Robbins, Kenneth R. (American playwright, professor, author, 1944-____), “Creeping Charlie,”
a 40-minute drama in English, set in a college town, in the middle of America, 1999,
2m2f;
• © 1999 by Kenneth R. Robbins; • script/rights available from Lettie Lee, Ann Elmo Agency, Inc., 60 East 42nd Street, New York City, New York 10165, U.S.A., telephone 212-661-2880; contact Kenneth R. Robbins at 1504 Elizabeth Avenue, Ruston, Louisiana 71270, U.S.A., e-mail krobbins@latech.edu, telephone (home) 318-513-2407, (work) 318-257-2711, fax 318-257-4571. • Cited by Kenneth R. Robbins, via ftp November 9, 1999; Robbins says,
§ Dramatis Personae Lambert (m), 35, a college professor; Ellin (f), 29, Lambert’s wife, a Steinbeck scholar; Nelli (20), Lambert’s student/The Ageless Wonder/The Garden Spot/Harriet Laurgaard, County Agent; Willis (45), Lambert’s tennis pal.

(Image-grounded pointing data)
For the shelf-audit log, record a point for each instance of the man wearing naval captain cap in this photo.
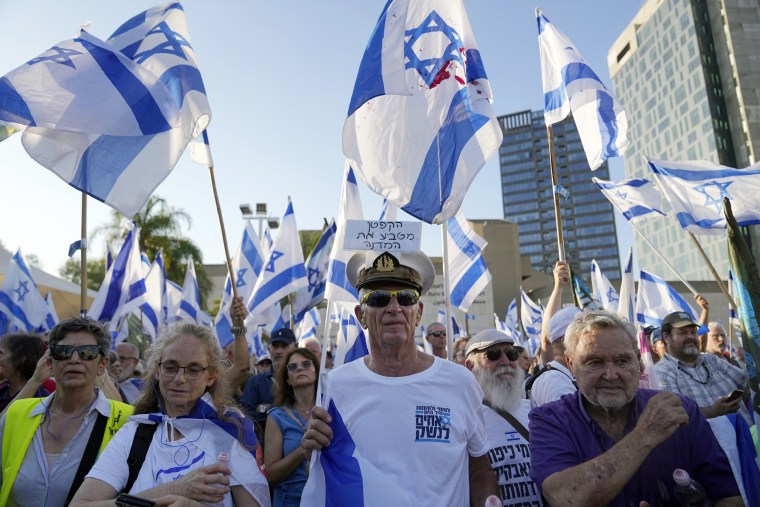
(404, 410)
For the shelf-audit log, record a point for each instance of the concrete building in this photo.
(588, 221)
(688, 75)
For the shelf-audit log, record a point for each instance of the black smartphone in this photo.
(133, 501)
(735, 395)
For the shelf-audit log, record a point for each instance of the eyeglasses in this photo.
(495, 354)
(192, 371)
(64, 352)
(306, 364)
(381, 298)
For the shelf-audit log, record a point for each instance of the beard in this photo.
(502, 387)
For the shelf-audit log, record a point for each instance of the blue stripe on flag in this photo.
(104, 161)
(146, 111)
(12, 106)
(343, 476)
(442, 157)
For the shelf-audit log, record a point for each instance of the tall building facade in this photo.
(688, 75)
(588, 223)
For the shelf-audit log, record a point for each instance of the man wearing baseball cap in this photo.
(705, 378)
(492, 358)
(397, 411)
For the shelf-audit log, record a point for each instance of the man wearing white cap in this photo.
(491, 356)
(398, 413)
(554, 380)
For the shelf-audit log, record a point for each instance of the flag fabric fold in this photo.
(420, 122)
(570, 85)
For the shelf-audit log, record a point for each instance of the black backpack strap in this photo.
(137, 452)
(89, 456)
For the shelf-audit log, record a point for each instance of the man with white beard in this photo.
(490, 355)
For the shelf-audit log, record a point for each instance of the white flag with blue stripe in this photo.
(695, 191)
(468, 273)
(602, 289)
(122, 170)
(247, 265)
(123, 289)
(626, 306)
(635, 198)
(20, 299)
(656, 299)
(284, 271)
(570, 85)
(420, 122)
(338, 287)
(317, 265)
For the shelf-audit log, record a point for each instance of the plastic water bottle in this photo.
(689, 492)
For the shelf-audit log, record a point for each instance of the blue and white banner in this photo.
(338, 287)
(626, 305)
(602, 289)
(284, 271)
(468, 273)
(656, 299)
(120, 168)
(636, 198)
(317, 265)
(246, 265)
(20, 300)
(695, 191)
(570, 85)
(420, 122)
(123, 289)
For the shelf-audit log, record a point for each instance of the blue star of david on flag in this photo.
(430, 68)
(172, 46)
(714, 201)
(275, 255)
(22, 290)
(61, 56)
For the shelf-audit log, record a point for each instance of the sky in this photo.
(279, 76)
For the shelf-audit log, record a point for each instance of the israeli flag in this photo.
(122, 167)
(20, 299)
(570, 85)
(351, 342)
(531, 315)
(626, 305)
(338, 287)
(190, 305)
(247, 265)
(656, 299)
(123, 289)
(636, 198)
(695, 191)
(468, 273)
(602, 289)
(284, 270)
(317, 265)
(420, 123)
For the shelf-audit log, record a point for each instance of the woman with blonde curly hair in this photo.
(193, 420)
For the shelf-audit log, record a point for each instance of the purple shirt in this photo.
(563, 435)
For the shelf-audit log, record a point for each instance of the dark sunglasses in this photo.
(381, 298)
(495, 354)
(64, 352)
(306, 365)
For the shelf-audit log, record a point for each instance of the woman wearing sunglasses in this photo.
(187, 421)
(49, 444)
(294, 398)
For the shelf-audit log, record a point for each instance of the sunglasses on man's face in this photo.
(64, 352)
(382, 298)
(495, 354)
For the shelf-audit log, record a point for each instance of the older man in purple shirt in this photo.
(612, 443)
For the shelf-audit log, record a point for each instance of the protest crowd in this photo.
(643, 404)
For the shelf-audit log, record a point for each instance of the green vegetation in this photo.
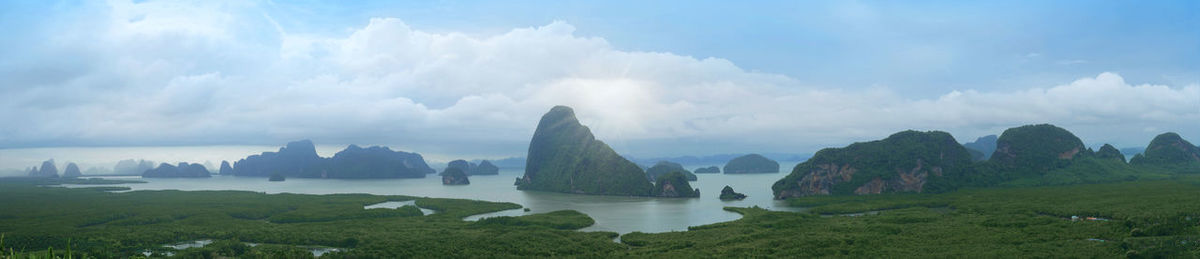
(35, 220)
(753, 163)
(1141, 218)
(1036, 148)
(1170, 151)
(454, 175)
(664, 167)
(556, 220)
(729, 194)
(930, 162)
(1137, 220)
(1110, 152)
(565, 157)
(675, 185)
(907, 161)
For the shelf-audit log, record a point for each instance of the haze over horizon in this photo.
(471, 80)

Task requirements —
A. According to the catalog entry for "Creeping Charlie," how long does the drama run?
B. Using the "Creeping Charlie" catalog entry, explain how someone would obtain the script or performance rights and whom they would contact.
C. Extend the catalog entry for "Creeping Charlie" from where it stops.

Answers given —
A. It runs 40 minutes.

B. The script and rights are available from Lettie Lee at the Ann Elmo Agency, Inc., 60 East 42nd Street, New York City, New York 10165, telephone 212-661-2880. Kenneth R. Robbins can also be contacted directly at 1504 Elizabeth Avenue, Ruston, Louisiana 71270, by e-mail at krobbins@latech.edu, or by phone or fax at the numbers listed.

C.
§ Synopsis “‘Let’s say tomorrow, you were given a choice: tennis or sex; which would you choose?’ Thus challenged, Lambert, a college professor begins evaluating his life and the meaning it holds. Into his yard comes ‘creeping Charlie,’ a runner that is killing his grass. At the same time, Willis, his tennis partner, begins suffering from an unknown ailment that causes their weekly tennis matches to be postponed and cancelled. Finally, Ellin, Lambert’s wife, struggles with the issues of political correctness as they relate to the published works of John Steinbeck. All these important things in Lambert’s life fall into perspective when Willis informs him that his complaint is cancer, subsequently fatal. Only then can Lambert accept a chemical attack on ‘creeping Charlie’ as valid.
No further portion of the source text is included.